O Regime Geral de Previdência Social (RGPS) é sistema responsável pelas ações de concessão de benefícios de prestação continuada e de serviços em prol dos segurados da Previdência Social e seus respectivos dependentes.
A administração dos benefícios e serviços está a cargo do Instituto Nacional do Seguro (INSS). Por se tratar o INSS de autarquia federal, e na conformidade do artigo 109 da Constituição Federal, todas a demandas de natureza previdenciária, com exceção das decorrentes de acidentes do trabalho, tramitam na Justiça Federal Comum.
Desde a promulgação da atual Carta Magna, a intenção notória do legislador é a unificação do campo acidentário com o previdenciário “stricto sensu”. Este movimento é visível nas Leis nº 8.212/91 e nº 8.213/91, respectivamente, Plano de Custeio e de Benefícios do RGPS.
...”
A respeito do tema, é importante ressaltar que também tramita na Coordenação Legislativa do Senado a PEC 42.2005.
Essa PEC, assim como a outra Proposta de Emenda à Constituição anteriormente mencionada, também tem o objeto de alterar o art.109, I da Constituição Federal, dentre outros temas.
Nesse sentido, vê-se que já houve tanto no Congresso Nacional, como no Senado, a iniciativas de alteração da mencionada competência para julgamento.
A matéria tem grande importância para que se unifique a esfera de competência para atuação do INSS na Justiça Federal.
Por inúmeras razões, só há benefícios nessa alteração de competência proposta.
Atualmente, com duas esferas de competência totalmente distintas, em sendo constado que se trata de enfermidade decorrente de acidente de trabalho em processo em curso na Justiça Federal, o processo tem que ser encaminhado à justiça estadual, ou por vezes, extinto em virtude de se tratar de pedido específico diferente.
Muitas vezes, há conflitos de competência entre a Justiça Federal e Estadual, nesses casos, que podem vir a levar anos para serem sanados.
Destarte, cumpre informar, que o CNJ já se manifestou sobre o tema na nota técnica 11/2010, com alguns trechos a seguir transcritos:
“Nota Técnica nº 11/2010 Ref.: Anteprojeto de Emenda Constitucional e de Lei Ordinária (Publicada no DJ-E nº 170/2010, em 16/09/2010, pág. 27-29)
NOTA TÉCNICA Nº 11/CNJ
...
II – ANÁLISE DAS PROPOSTAS
Em seu parecer sobre os anteprojetos em questão, o Conselheiro Jefferson Kravchychyn assim se manifestou:
01. Trata-se de estudo acerca de Projeto de Emenda Constitucional e Projeto de Lei, com o intuito de alterar normas de competência do Poder Judiciário, relativamente à matéria de cunho previdenciário, encaminhado pelo Ministro de Estado da Previdência Social.

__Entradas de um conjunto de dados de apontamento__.
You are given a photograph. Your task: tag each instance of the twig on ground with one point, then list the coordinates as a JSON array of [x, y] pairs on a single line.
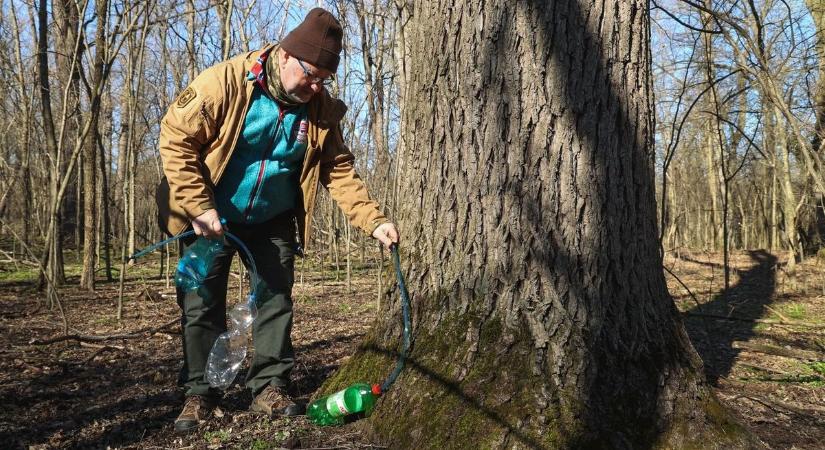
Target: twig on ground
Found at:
[[767, 349], [102, 349], [87, 338], [801, 410], [767, 321]]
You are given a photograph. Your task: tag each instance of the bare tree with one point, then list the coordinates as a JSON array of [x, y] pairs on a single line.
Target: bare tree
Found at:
[[541, 316]]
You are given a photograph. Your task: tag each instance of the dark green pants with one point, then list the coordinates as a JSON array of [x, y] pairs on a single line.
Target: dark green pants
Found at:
[[272, 245]]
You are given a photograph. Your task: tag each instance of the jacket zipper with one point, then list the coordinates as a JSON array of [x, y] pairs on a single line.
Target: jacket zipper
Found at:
[[262, 168]]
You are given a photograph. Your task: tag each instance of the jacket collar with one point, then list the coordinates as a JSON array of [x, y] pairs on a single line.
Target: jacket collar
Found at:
[[323, 109]]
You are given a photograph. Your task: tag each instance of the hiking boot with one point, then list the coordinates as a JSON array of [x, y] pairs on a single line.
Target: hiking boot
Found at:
[[195, 410], [276, 401]]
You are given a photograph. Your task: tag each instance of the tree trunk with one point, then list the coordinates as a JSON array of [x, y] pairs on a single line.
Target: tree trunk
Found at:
[[87, 277], [541, 317], [53, 249]]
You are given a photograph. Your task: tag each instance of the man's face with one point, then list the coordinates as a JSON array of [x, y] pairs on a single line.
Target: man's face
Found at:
[[300, 83]]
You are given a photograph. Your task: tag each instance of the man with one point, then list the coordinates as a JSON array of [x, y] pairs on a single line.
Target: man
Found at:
[[248, 141]]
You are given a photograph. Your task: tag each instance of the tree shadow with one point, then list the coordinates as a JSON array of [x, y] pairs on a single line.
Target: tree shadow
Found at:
[[713, 338], [89, 405]]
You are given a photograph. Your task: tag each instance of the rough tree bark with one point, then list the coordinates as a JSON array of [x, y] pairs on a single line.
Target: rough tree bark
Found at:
[[541, 318], [90, 207]]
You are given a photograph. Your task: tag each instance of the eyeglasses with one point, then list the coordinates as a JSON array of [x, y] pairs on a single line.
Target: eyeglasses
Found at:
[[313, 79]]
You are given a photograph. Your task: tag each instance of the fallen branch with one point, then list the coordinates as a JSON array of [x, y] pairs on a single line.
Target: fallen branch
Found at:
[[767, 321], [772, 404], [91, 338], [777, 351]]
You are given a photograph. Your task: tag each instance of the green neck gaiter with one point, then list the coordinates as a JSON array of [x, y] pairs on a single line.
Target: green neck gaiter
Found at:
[[273, 81]]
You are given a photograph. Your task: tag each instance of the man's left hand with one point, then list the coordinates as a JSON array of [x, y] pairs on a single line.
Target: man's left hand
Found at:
[[387, 234]]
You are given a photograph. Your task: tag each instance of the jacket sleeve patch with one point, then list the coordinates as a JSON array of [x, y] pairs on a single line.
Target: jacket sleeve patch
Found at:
[[185, 97]]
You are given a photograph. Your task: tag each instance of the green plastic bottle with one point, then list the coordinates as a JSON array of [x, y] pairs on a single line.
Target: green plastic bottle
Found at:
[[333, 409]]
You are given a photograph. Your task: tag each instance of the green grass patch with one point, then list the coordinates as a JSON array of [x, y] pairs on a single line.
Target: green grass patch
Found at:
[[794, 311], [817, 367], [216, 437]]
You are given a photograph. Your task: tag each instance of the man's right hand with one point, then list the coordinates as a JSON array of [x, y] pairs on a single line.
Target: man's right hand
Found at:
[[208, 224]]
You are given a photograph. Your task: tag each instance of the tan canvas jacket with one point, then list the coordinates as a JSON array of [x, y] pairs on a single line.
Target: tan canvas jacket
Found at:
[[199, 132]]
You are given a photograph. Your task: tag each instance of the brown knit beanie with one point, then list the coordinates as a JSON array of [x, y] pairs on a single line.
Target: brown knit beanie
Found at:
[[317, 40]]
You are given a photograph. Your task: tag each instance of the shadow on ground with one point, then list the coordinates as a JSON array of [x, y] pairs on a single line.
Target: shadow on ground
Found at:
[[748, 299]]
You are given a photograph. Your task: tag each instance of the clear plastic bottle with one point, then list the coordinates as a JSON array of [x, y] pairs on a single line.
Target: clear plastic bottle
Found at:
[[333, 409], [194, 265], [229, 350]]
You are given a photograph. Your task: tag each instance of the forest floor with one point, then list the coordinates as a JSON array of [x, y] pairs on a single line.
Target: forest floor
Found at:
[[122, 393]]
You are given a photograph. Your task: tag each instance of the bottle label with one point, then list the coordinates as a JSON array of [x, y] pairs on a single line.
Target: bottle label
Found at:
[[336, 405]]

__Enunciado__. Copie, sem mudar nada, a parte do texto sobre a competência nas causas previdenciárias que começa com as palavras "Atualmente, com duas" e termina com "16/09/2010, pág. 27-29)".

__Resultado do exercício__.
Atualmente, com duas esferas de competência totalmente distintas, em sendo constado que se trata de enfermidade decorrente de acidente de trabalho em processo em curso na Justiça Federal, o processo tem que ser encaminhado à justiça estadual, ou por vezes, extinto em virtude de se tratar de pedido específico diferente.
Muitas vezes, há conflitos de competência entre a Justiça Federal e Estadual, nesses casos, que podem vir a levar anos para serem sanados.
Destarte, cumpre informar, que o CNJ já se manifestou sobre o tema na nota técnica 11/2010, com alguns trechos a seguir transcritos:
“Nota Técnica nº 11/2010 Ref.: Anteprojeto de Emenda Constitucional e de Lei Ordinária (Publicada no DJ-E nº 170/2010, em 16/09/2010, pág. 27-29)